The State Senate, which is politically divided, passed SB 688 last year. If it makes it through the State House, it would become law and North Carolinians could then theoretically place bets online legally.

SB 88 was sponsored by Paul Lowe, a Democrat from Forsyth County. He told WRAL-TV in Raleigh that he is optimistic about what will happen in the House.

“We just want to make sure we have drummed up the votes, and I think we have,” he said. “I feel confident about it.”

North Carolina’s neighbors, including Tennessee, Virginia and West Virginia, have already legalized mobile sports betting.

Politically, North Carolina is considered a purple state. That is showing up in the effort to legalize mobile wagering. One of the bill’s biggest advocates in the House is Jason Saine, a Republican from Lincoln County.

- _Material supplied_:
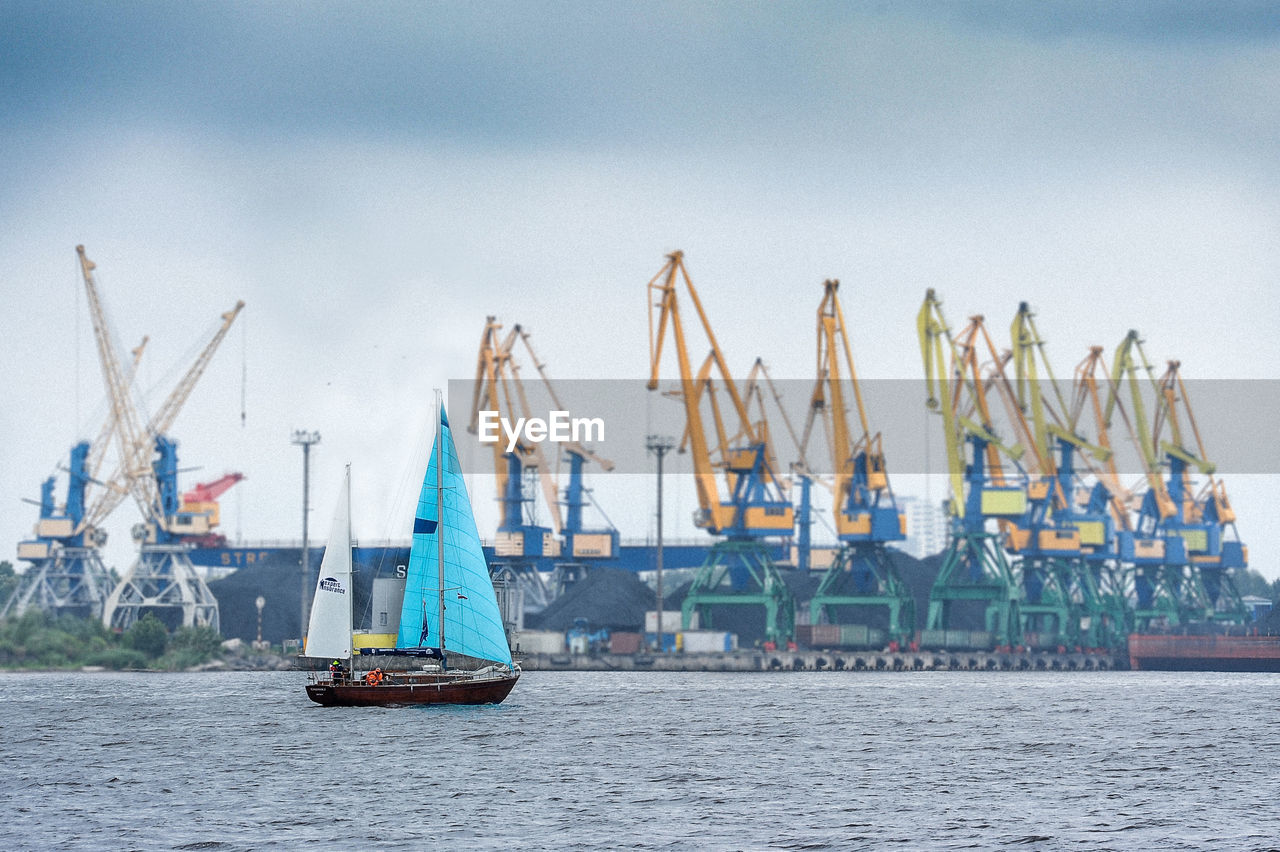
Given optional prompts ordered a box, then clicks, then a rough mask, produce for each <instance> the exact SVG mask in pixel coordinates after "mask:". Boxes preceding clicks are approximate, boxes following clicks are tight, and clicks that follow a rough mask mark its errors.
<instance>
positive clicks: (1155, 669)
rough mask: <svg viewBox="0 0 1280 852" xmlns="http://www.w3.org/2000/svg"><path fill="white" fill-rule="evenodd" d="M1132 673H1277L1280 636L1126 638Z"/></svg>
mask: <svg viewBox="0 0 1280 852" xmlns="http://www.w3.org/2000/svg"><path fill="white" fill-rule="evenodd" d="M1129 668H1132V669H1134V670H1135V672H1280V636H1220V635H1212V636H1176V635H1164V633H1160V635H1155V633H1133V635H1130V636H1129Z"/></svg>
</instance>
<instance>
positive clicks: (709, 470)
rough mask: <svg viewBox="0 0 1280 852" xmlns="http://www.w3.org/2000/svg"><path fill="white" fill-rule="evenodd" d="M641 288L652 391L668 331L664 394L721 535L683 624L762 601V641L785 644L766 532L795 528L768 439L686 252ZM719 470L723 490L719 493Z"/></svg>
---
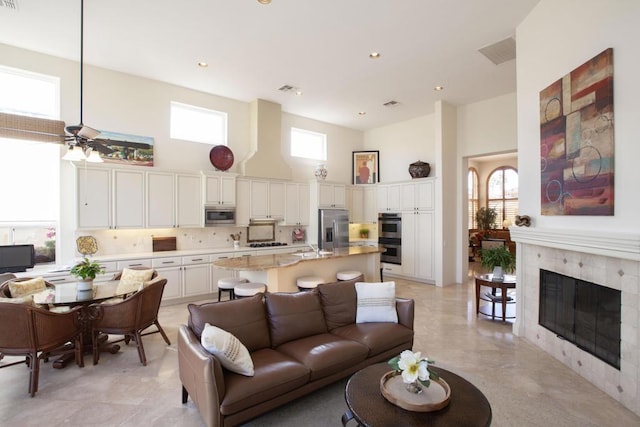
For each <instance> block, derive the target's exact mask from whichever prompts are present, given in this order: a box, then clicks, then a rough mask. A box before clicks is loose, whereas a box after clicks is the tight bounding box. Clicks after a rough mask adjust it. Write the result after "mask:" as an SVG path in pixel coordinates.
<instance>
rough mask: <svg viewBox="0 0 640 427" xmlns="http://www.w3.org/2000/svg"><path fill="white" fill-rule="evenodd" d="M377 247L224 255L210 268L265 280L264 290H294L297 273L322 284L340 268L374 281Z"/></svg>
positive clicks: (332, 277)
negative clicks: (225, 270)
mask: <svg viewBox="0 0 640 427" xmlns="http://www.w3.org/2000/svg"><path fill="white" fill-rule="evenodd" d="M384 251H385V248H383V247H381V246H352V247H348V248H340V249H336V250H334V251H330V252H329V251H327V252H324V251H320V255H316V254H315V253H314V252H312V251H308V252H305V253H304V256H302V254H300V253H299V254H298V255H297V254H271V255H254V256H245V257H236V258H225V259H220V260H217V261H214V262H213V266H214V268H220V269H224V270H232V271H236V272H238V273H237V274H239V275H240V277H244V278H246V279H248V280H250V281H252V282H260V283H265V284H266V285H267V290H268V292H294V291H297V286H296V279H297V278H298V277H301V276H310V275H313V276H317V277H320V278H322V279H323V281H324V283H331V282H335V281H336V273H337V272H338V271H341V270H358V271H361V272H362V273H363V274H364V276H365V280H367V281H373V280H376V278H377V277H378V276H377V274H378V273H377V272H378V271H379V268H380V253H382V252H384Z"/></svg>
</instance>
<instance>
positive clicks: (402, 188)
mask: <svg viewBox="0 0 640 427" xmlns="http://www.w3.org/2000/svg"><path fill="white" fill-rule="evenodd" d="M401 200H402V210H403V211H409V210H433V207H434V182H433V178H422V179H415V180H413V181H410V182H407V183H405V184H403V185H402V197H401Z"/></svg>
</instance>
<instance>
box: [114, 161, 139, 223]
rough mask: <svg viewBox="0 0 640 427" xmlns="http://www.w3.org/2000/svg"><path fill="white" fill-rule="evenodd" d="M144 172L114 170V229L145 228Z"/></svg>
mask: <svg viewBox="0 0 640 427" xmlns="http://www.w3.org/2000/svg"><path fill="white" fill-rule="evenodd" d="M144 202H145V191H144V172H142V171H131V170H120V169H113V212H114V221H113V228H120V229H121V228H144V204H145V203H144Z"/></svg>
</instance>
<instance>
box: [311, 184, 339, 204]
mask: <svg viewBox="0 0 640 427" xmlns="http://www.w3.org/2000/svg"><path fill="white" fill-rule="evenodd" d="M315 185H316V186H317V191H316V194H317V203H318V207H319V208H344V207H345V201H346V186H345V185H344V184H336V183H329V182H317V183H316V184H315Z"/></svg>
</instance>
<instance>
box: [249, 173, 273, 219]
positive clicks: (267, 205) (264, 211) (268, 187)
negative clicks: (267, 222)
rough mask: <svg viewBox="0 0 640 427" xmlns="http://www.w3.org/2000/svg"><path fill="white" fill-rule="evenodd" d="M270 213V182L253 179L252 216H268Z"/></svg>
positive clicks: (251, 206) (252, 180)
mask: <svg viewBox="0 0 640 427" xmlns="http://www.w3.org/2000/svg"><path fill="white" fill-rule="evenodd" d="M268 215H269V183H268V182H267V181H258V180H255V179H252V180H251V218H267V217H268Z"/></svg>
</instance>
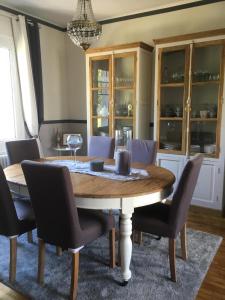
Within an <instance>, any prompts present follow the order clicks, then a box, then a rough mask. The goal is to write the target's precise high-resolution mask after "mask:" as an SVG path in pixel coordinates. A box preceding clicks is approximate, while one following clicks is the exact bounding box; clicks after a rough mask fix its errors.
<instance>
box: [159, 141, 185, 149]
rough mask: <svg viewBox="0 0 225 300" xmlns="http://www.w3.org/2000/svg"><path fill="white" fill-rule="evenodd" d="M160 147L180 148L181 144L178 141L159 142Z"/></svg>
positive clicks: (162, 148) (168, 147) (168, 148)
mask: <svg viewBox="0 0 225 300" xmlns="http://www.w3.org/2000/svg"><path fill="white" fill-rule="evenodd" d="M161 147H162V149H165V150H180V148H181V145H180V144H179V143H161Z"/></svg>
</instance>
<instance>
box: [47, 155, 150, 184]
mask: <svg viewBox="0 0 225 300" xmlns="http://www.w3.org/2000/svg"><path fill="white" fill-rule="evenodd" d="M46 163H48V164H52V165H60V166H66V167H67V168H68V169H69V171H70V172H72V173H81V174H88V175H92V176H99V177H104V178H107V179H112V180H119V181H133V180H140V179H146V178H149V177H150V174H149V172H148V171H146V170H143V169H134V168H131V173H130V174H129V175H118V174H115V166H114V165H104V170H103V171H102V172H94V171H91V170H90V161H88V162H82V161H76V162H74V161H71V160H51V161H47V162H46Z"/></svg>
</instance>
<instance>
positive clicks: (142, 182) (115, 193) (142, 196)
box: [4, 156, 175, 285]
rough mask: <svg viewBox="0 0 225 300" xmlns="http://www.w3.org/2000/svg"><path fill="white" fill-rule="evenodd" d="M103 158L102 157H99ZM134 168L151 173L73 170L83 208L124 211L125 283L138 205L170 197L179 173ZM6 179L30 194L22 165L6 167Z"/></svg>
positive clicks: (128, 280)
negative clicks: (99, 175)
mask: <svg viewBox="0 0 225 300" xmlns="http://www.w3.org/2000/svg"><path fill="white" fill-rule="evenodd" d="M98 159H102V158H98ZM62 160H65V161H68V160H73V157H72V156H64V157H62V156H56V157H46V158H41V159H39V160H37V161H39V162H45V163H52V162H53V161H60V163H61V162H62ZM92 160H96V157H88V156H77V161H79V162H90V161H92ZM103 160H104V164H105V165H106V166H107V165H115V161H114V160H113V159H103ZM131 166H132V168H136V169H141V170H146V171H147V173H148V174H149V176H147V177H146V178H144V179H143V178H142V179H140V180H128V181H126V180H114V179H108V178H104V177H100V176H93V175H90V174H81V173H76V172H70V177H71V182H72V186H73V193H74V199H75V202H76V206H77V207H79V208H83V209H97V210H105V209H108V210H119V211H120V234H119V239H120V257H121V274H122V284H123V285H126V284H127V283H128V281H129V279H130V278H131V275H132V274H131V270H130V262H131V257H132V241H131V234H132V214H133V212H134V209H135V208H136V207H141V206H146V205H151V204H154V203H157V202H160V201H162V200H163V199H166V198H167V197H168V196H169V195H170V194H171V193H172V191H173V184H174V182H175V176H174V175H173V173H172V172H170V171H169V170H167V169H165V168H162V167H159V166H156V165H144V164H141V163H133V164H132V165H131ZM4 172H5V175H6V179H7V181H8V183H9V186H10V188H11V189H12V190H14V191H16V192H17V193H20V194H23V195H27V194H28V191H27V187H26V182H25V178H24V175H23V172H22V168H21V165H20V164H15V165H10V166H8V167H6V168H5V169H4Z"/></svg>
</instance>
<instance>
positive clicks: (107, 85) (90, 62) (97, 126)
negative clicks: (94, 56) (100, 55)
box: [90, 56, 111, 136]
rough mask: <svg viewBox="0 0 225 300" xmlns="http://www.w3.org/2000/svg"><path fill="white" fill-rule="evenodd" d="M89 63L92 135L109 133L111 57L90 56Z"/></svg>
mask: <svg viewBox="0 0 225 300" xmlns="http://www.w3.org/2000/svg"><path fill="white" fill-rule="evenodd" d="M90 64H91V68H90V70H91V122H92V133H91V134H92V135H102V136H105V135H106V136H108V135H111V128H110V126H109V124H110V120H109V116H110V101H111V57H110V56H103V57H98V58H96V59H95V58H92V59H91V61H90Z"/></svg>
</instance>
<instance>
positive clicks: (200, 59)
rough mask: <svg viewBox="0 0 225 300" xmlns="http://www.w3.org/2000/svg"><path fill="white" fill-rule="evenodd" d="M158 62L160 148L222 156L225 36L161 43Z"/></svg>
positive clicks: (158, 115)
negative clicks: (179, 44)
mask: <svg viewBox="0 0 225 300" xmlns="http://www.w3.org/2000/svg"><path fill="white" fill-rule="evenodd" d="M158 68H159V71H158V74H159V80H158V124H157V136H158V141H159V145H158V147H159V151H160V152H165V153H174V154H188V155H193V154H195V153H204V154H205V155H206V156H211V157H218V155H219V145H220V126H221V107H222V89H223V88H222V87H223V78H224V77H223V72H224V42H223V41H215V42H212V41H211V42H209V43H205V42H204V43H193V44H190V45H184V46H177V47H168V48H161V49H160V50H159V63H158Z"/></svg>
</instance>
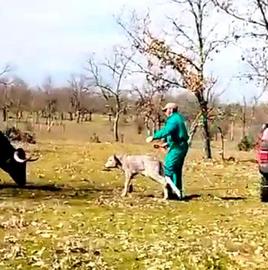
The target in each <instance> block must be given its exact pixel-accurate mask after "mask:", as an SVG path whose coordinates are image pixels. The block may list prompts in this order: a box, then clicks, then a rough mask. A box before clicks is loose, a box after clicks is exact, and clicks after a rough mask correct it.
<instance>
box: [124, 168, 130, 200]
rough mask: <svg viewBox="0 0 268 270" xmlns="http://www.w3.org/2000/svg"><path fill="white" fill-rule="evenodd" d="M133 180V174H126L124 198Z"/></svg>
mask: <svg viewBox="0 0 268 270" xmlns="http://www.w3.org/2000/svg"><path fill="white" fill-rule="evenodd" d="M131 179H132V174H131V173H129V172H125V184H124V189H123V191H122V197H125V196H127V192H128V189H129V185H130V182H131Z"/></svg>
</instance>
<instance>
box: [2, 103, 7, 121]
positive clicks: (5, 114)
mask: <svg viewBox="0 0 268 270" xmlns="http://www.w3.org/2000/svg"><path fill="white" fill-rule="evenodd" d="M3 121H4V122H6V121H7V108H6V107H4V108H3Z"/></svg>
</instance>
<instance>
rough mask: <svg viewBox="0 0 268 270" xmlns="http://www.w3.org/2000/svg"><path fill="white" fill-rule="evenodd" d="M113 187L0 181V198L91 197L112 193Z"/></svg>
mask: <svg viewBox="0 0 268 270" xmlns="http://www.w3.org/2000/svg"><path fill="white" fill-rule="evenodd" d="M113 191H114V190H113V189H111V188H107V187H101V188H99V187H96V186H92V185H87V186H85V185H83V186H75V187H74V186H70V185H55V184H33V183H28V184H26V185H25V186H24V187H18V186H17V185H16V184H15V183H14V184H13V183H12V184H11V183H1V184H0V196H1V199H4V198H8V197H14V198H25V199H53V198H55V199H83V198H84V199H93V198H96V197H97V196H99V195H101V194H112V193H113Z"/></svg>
...
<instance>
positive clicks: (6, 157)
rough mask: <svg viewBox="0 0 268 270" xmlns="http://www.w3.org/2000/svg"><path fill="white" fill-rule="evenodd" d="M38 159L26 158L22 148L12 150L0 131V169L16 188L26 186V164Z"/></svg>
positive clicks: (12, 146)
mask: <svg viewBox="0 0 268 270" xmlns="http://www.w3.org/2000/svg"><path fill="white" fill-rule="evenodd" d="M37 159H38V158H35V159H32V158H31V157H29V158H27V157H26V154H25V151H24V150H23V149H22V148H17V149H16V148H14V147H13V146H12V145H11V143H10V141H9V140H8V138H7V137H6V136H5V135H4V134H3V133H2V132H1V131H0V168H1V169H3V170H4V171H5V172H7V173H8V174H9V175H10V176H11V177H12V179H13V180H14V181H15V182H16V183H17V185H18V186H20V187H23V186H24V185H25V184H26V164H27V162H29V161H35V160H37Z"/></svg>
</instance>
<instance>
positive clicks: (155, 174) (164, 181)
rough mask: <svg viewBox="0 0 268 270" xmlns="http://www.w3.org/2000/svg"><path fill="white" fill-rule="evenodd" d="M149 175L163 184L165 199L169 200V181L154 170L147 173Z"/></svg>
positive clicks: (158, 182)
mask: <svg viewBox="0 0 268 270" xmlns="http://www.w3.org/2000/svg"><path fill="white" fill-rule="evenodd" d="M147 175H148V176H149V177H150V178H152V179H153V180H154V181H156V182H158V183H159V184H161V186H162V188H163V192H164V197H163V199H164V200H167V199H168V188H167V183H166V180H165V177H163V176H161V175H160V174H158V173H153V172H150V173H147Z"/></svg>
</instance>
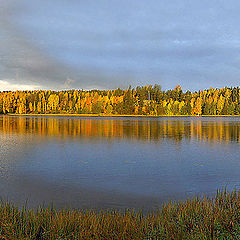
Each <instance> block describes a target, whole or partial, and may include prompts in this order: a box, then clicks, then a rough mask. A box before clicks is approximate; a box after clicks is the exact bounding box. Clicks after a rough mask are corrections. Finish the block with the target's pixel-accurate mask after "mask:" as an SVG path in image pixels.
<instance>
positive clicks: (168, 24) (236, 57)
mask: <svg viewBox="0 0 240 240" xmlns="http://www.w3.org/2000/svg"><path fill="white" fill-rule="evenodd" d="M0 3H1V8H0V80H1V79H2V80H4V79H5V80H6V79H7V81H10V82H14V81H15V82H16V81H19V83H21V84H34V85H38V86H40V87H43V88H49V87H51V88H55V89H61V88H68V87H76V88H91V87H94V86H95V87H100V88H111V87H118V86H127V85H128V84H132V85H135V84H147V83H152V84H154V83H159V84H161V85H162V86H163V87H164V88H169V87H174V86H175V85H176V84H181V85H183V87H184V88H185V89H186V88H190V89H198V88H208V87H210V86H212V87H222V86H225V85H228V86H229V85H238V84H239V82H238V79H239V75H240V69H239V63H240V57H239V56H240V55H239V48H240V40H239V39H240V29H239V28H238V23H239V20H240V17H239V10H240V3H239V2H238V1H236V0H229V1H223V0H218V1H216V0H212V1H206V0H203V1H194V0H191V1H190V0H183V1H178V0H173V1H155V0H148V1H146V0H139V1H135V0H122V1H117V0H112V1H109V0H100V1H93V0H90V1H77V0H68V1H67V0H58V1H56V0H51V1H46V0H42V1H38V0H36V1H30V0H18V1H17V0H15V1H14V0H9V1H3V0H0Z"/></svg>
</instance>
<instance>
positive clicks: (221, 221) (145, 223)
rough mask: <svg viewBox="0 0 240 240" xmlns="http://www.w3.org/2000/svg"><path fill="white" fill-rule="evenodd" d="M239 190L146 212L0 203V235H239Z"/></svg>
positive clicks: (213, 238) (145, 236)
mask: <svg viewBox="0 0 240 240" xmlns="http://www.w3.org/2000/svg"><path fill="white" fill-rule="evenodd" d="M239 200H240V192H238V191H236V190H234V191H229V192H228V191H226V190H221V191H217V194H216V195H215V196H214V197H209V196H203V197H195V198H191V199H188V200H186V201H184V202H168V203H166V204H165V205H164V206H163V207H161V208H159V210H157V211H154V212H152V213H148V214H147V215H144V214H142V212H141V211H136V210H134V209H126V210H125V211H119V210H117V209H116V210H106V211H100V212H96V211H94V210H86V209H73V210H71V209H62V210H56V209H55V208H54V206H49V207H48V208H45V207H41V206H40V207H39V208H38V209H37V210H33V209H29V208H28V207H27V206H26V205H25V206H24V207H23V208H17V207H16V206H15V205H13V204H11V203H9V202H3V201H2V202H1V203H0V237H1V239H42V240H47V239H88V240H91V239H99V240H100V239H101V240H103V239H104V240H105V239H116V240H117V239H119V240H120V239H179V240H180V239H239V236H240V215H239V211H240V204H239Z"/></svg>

- _Your tasks_:
1. Count the lines of the records that contain the string "negative", treating case as significant, and reply with that number alone.
2. Pick up the excerpt on North Carolina's effort to legalize mobile sports betting right after its final sentence and continue it.
The text and the records have no connection to each other.

- _Answers_:
1. 5

2.
“We’re ready to rock ‘n’ roll. I’ve not heard any new opposition,” he told WRAL. “I think we have a pretty smooth glide path once we do kind of start rolling into session.”

The state’s Lottery Commission would oversee sports gambling. If the SB 688 is passed, operators would pay $500,000 for a five-year license, which can be renewed for $100,000. They would also pay an 8% tax on adjusted gross revenue. Both of those numbers are low compared to other states.

“Once we pass this bill, there’s some tweaks we’re going to do,” Lowe said. “But right now we’re just trying to get it out of the chute.”